Stored items
..........

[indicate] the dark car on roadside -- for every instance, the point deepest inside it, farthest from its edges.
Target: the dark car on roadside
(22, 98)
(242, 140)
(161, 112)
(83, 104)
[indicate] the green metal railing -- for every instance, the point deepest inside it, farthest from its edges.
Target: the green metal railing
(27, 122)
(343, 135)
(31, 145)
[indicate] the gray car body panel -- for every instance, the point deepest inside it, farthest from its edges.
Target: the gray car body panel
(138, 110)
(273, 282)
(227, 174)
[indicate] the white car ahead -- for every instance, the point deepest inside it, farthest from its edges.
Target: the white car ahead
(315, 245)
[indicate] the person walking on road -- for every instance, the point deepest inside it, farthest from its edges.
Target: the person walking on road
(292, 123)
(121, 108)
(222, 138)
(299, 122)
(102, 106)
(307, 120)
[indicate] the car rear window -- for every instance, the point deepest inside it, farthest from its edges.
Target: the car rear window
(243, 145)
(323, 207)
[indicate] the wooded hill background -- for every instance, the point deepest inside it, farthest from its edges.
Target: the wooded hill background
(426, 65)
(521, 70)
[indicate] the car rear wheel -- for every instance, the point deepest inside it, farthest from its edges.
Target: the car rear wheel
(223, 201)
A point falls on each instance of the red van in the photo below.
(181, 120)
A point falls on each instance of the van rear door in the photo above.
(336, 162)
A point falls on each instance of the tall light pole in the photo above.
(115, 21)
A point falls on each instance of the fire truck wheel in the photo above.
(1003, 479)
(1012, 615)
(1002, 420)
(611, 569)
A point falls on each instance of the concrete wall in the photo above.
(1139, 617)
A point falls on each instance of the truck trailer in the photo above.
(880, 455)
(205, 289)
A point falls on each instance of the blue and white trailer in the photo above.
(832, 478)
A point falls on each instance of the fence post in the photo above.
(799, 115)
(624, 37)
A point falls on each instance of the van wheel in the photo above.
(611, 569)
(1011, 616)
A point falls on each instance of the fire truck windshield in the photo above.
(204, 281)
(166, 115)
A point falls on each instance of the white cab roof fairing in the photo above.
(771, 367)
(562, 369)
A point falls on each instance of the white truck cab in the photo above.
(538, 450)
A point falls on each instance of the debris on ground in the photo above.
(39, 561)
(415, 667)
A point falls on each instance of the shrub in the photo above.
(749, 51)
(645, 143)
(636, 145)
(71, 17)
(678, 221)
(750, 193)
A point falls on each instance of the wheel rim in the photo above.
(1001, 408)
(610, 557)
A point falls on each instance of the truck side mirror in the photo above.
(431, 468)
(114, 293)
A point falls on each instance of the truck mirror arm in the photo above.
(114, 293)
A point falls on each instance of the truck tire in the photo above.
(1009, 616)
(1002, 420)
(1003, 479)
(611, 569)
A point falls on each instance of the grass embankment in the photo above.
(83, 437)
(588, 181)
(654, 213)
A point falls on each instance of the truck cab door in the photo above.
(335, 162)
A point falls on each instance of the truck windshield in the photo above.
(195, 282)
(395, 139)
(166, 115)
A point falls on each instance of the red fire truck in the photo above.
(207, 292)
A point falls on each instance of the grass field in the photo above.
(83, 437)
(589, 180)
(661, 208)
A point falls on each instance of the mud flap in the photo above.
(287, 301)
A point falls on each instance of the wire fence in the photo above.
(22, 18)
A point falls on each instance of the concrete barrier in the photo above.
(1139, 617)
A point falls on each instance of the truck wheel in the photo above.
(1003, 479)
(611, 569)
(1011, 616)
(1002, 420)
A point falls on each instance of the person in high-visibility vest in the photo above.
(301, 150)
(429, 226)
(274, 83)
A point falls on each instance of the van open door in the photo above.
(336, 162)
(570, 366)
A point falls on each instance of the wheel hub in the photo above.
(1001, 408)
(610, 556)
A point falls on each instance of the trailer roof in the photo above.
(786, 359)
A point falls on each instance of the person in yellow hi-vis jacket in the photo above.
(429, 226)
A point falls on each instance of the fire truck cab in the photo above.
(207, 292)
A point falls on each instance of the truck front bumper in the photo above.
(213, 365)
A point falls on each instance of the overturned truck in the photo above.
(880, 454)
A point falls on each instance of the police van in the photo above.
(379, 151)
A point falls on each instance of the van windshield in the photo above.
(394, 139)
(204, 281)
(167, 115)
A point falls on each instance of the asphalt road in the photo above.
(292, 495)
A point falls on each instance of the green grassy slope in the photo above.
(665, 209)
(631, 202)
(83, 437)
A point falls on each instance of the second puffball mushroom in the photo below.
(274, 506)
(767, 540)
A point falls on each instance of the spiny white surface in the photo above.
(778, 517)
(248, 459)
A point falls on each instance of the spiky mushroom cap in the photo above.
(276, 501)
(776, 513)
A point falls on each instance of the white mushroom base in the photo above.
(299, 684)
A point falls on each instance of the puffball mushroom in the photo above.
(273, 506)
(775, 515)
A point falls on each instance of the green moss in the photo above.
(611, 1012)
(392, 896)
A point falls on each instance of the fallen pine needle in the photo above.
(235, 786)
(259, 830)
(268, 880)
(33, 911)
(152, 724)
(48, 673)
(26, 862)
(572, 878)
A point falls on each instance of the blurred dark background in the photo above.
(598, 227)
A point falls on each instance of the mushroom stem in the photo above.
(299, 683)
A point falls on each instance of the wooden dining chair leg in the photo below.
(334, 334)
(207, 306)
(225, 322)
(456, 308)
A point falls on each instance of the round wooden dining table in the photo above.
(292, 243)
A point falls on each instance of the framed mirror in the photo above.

..........

- REQUIRED WORK:
Begin with the line that contains "A point falls on each instance of the spiky" and set down each line exactly until the records above end, including the final line.

- COMPLETE RESPONSE:
A point falls on each instance of the spiky mushroom cap in the photo above.
(276, 501)
(776, 513)
A point falls on each instance of the white mushroom base in the photo above.
(299, 684)
A point falls on each instance of the puffball mushroom in the photo above.
(273, 506)
(775, 515)
A point falls on each instance of the green moss in the photo above.
(611, 1012)
(392, 896)
A point falls on each instance of the fallen pine needle in the photo above.
(235, 786)
(259, 830)
(268, 880)
(33, 911)
(152, 724)
(48, 673)
(26, 862)
(572, 878)
A point falls on each instance of the blurred dark background in the photo above.
(598, 227)
A point falls on each instance of the mushroom stem in the photo above.
(299, 683)
A point falls on each instance of the wooden dining chair leg in the photo below.
(334, 334)
(207, 306)
(225, 322)
(456, 308)
A point falls on each instance of the round wooden dining table in the photo above.
(292, 243)
A point falls on each instance of the framed mirror in the photo above.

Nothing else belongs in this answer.